- _What is asked_
1 – In the text below on classifying objects in video, how is the dispersion used in the Maximum Likelihood Estimation scheme defined?
2 – Rewrite as a short bulleted list the paragraph beginning "In one method, a consensus is obtained" from the text below on classifying objects in video, keeping its main facts.
3 – In the text below on classifying objects in video, why does the height-to-width method use the object's corner list when the ratio falls between 1.0 and 1.5?

- _Text shown_
Various embodiments of the invention relate to the field of classifying objects in video data.
Object classification in video data involves labeling an object as a human, a vehicle, multiple humans, or as an “Other” based on a binary blob input from the output of a motion detection algorithm. In general, the features of the blob are extracted and form a basis for a classification module, and the extracted features are subjected to various mathematical analyses that determine the label to be applied to the blob (i.e. human, vehicle, etc.).
Such classification has been addressed using a variety of methods based on supervised and/or unsupervised classification theories such as Bayesian Probability, Neural Networks, and Support Vector Machines. Up to this point in time, the applicability of these methods however has been restricted to typical ideal scenarios such as those depicted in standard video databases that are available online from various sources. However, the challenges posed by realistic video datasets and/or application scenarios have gone unaddressed in many such classification methods.
Some of the challenges in such real-life scenarios include:
Existing methods for object classification extract one or more features from the object and use a neural network classifier or modeling method for analyzing and classifying based on the features of the object. In each method the extracted features and the classifier or method used for analyzing and classifying depends on the particular application. The accuracy of the system depends on the feature type and the methodology adopted for effectively using those features for classification.
In one method, a consensus is obtained from the individual input from a number of classifiers. The method detects a moving object, extracts two or more features from the object, and classifies the object based on the two or more features using a classifier. The features extracted include the x-gradient, y-gradient and the x-y gradient. The classification method used is the Radial Basis Function Network for training and classifying a moving object.
Another object classification method known in the art uses features such as the object's area, the object's percentage occupancy of the field of view, the object's direction of motion, the object's speed, the object's aspect ratio, and the object's orientation as vectors for the classifier. The different features used in this method are labeled as scene-variant, scene-specific and non-informative features. The instance features are used to arrive at a class label for the object in a given image and the labels are observed in other frames. The observations are then used by a discriminative model—support vector machine (SVM) with soft margin and Gaussian kernel—as the instance classifier for obtaining the final label. This classifier suffers from high computational complexity in the algorithm.
In a further classification method known in the art, the classification is done in a simpler and less efficient way using only the height and width of an object. The ratio of height and width of each bounding box is studied to separate pedestrians and vehicles. For a vehicle, this value should be less than 1.0. For a pedestrian, this value should be greater than 1.5. To provide flexibility for special situations such as a running person or a long or tall vehicle, if the ratio is between 1.0-1.5, then the information from the corner list of this object is used to classify it as a vehicle or a pedestrian (i.e., a vehicle produces more corners).
Another classification scheme uses a Maximum Likelihood Estimation (MLE) to classify objects. In MLE, a classification metric is computed based on the dispersion and the total area of the object. The dispersion is the ratio of the square of the perimeter and the area. This method has difficulty classifying multiple humans as humans and may label them as a vehicle. While in this method the classification metric computation is computationally inexpensive, the estimation technique tends to decrease the speed of the algorithm.

- _Information provided_
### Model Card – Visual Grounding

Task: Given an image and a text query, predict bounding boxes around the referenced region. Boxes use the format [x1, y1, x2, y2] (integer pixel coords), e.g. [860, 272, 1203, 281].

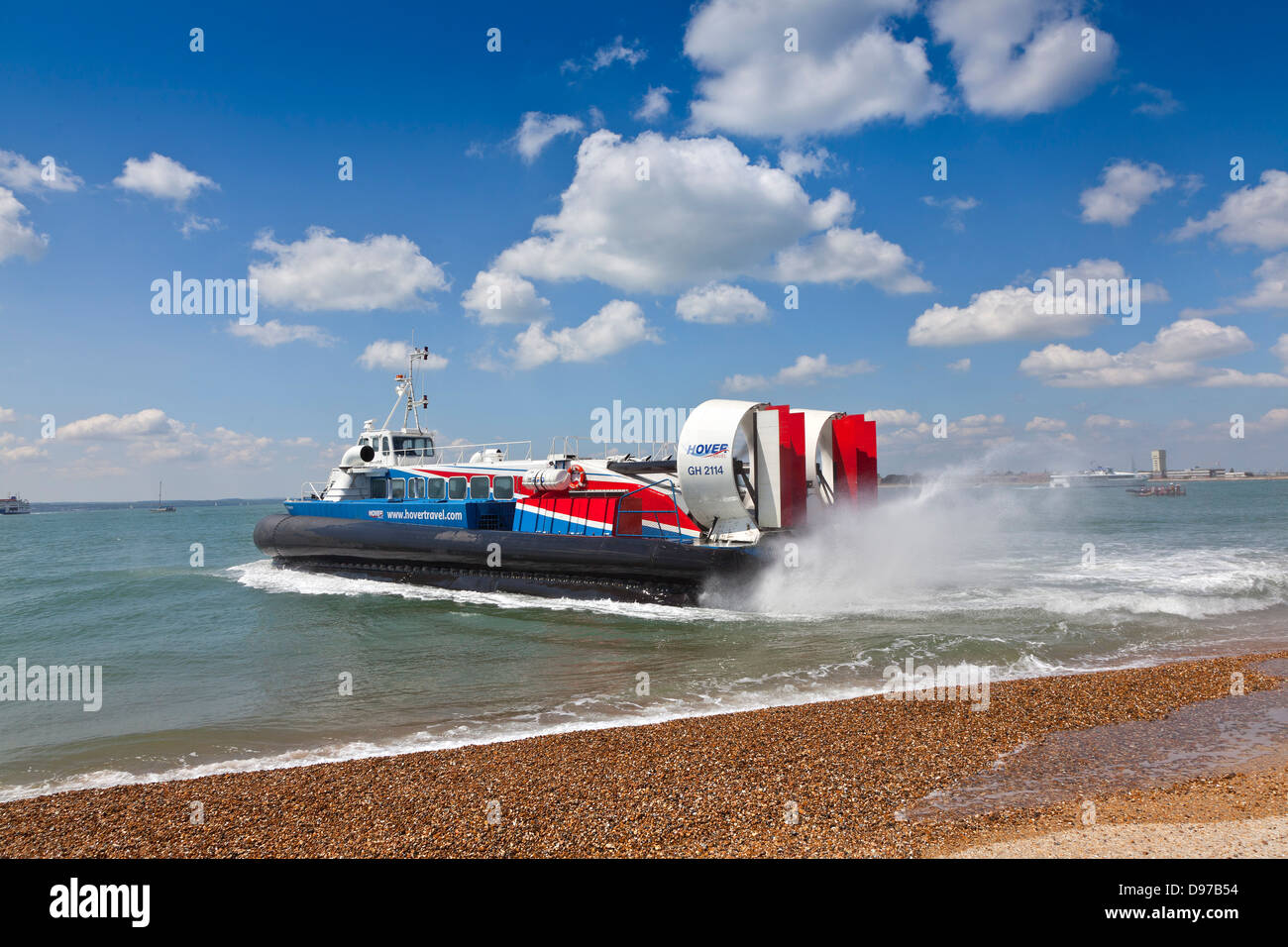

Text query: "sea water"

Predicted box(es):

- _Answers per task_
1 – The dispersion is the ratio of the square of the perimeter and the area.

2 –
- Obtains a consensus from the individual input of several classifiers.
- Detects a moving object, extracts two or more features from it, and classifies it with a classifier based on those features.
- Uses the x-gradient, y-gradient and x-y gradient as features.
- Uses a Radial Basis Function Network to train on and classify the moving object.

3 – The corner list gives flexibility for special cases, such as a running person or a long or tall vehicle, where the ratio alone is not decisive. Because a vehicle produces more corners, the corner information can separate vehicles from pedestrians in that range.